Dati memorizzati
────────────────────
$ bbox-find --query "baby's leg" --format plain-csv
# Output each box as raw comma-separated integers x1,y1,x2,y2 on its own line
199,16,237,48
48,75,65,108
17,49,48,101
────────────────────
> **Esercizio**
Esprima tutte le righe del materiale sotto forma di elenco numerato, omettendo le righe vuote.

> **Soluzione**
1. $ bbox-find --query "baby's leg" --format plain-csv
2. # Output each box as raw comma-separated integers x1,y1,x2,y2 on its own line
3. 199,16,237,48
4. 48,75,65,108
5. 17,49,48,101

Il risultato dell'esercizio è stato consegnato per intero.